__Selected excerpt__:
++++++++++++++++++++

They are called in the middle of the night, jump out of bed, and fly to the hospital.
A surgeon immediately inserts order into chaos and somehow brings back life when all hope is lost.
My father was a general surgeon and I was on track to become one until my interests in business took me away from medical school.
Although I have shifted professions, I remain a scientist at heart. Im fascinated with psychology and how people turn thought into action.
So what makes up surgeon psychology? Here's what I uncovered on their history, culture, and psychology.
Uneducated Nomads
Historically rising from humble roots as lower-class, uneducated, nomadic barbers, surgeons were often brought through the back door of a home to do some cutting for a physician.
Physicians tended to be academics, working in universities, and mostly dealt with patients as an observer or a consultant. They considered surgery to be beneath them.
As they gained more notoriety, they took pride in their art and told their former medical superiors to refer to them as "Mister" when addressed.
No wonder surgeons and internists have a rivalry.
Over time, the profession has evolved into one of the most prestigious in America, one that utilizes the most sophisticated technologies in medicine.
Surgeons have become heroes that seek to cure by scalpel and arrest disease if not vanquish it.
They see themselves not just as healers, but as curers.
Alec Baldwin as Dr. Jed Hill in "Malice"
Surgeons have nonetheless retained many aspects of their historical culture, such as their proclivity for quick decisions, surgical "cures," and their detachment and aloofness from patients and other physicians.
Getting into the Mind of a Surgeon
Photo Courtesy of The British Psychological Society
In 1999, medical anthropologist Dr. Pearl Katz conducted a study on surgeon's when a university hospital received numerous complaints from residents that house staff was not spending enough time teaching them surgical techniques.
Her book, The Scalpel's Edge: The Culture of Surgeons, explored how their thinking is often non-scientific, how they make decisions, and how they keep secrets from patients and colleagues.
Katz analyzes how a myriad of often unrecognized cultural factors can influence surgical decision making.
These include factors related to the culture of surgery, hospital culture, patient culture, and others.
She focuses on a cognitive bias that she calls "active posture" of surgeons - a cultural bias toward valuing action.
Her research provides valuable insight for the medical device world to embrace.
Surgeons prize individualism and you can see that in their history.

++++++++++++++++++++

__Action item A__:
List the three topics that the surgeon psychology piece says Katz's book explored.
__Action item B__:
Rewrite the part of the surgeon psychology piece that opens with the words containing "She focuses on" and closes with "in their history.", putting "health care industry" in place of "medical device world".

__Provided material__:
++++++++++++++++++++

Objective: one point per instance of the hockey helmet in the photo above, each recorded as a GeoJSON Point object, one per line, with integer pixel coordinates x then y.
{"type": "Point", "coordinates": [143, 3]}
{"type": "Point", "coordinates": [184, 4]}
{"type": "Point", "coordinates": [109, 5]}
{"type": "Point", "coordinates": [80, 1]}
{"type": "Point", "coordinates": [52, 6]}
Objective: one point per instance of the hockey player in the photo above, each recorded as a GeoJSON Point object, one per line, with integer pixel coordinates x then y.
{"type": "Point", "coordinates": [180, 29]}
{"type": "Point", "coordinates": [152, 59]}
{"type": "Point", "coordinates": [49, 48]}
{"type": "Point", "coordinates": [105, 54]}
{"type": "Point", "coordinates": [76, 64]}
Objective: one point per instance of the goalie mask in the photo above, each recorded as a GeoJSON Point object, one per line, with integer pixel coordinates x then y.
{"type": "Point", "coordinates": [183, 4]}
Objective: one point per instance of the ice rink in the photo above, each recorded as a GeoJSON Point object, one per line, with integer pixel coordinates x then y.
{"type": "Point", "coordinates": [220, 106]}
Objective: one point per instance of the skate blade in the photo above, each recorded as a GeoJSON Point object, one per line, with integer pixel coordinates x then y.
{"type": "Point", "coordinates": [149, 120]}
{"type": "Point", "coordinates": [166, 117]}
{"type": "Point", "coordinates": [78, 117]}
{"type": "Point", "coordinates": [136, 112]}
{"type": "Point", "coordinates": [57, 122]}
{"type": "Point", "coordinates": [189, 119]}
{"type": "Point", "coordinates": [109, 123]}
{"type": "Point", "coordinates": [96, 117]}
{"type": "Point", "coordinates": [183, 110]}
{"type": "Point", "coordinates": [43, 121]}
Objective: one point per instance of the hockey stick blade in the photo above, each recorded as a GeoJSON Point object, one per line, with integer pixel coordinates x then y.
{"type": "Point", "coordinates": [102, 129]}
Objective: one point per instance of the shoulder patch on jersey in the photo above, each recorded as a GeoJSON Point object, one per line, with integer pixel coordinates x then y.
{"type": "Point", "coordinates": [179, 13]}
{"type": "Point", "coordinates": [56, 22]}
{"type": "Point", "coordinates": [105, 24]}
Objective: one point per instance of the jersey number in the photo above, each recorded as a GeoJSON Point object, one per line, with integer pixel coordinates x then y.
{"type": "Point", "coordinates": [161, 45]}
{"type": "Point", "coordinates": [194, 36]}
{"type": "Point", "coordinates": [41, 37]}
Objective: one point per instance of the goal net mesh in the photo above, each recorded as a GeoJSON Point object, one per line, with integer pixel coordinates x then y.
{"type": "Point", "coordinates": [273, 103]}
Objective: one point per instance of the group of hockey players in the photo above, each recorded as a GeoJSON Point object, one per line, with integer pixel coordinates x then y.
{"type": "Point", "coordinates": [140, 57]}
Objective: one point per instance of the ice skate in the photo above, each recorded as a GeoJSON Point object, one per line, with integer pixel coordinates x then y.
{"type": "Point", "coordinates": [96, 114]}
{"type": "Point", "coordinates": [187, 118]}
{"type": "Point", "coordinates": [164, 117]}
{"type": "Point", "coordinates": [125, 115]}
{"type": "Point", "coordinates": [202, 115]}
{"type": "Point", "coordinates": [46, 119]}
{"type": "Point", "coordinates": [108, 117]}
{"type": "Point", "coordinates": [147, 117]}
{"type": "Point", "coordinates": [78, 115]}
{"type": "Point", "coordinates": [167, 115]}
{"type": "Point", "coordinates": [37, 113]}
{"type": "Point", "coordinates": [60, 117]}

++++++++++++++++++++

__Exercise solution A__:
- How surgeons' thinking is often non-scientific
- How surgeons make decisions
- How surgeons keep secrets from patients and colleagues

__Exercise solution B__:
She focuses on a cognitive bias that she calls "active posture" of surgeons - a cultural bias toward valuing action.
Her research provides valuable insight for the health care industry to embrace.
Surgeons prize individualism and you can see that in their history.